# EXERCISE DETAILS:
Show each line of the material below that contains the string "wing", matching case exactly.

Rows from a dataset for box labeling:
+---+
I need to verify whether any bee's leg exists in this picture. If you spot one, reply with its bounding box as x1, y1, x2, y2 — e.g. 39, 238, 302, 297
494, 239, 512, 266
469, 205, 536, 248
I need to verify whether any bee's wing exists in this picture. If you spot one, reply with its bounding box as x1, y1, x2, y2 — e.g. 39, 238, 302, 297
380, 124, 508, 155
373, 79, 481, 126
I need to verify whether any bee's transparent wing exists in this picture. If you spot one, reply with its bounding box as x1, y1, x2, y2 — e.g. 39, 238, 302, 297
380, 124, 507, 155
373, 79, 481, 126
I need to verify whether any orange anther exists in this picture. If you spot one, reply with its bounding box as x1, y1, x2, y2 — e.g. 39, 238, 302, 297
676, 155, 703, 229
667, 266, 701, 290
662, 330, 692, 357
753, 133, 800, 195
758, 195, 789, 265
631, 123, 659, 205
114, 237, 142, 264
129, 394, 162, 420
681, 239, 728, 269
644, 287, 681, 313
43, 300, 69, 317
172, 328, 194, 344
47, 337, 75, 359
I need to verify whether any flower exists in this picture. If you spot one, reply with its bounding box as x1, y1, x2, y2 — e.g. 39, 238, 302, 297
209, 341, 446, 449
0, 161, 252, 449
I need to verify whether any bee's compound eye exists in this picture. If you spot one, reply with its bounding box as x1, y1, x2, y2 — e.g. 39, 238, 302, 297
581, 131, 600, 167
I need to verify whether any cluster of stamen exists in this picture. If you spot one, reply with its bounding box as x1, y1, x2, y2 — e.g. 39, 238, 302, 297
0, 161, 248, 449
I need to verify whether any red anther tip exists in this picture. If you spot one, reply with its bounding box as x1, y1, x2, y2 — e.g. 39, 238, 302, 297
+---+
# OUTPUT:
I need to verify whether any bee's wing exists in this picture. If you spot one, reply with its bounding box as x1, y1, x2, y2 — e.g. 39, 238, 302, 297
I need to verify whether any bee's transparent wing exists in this picture. If you spot one, reply with its bounding box as x1, y1, x2, y2 — e.g. 39, 238, 302, 297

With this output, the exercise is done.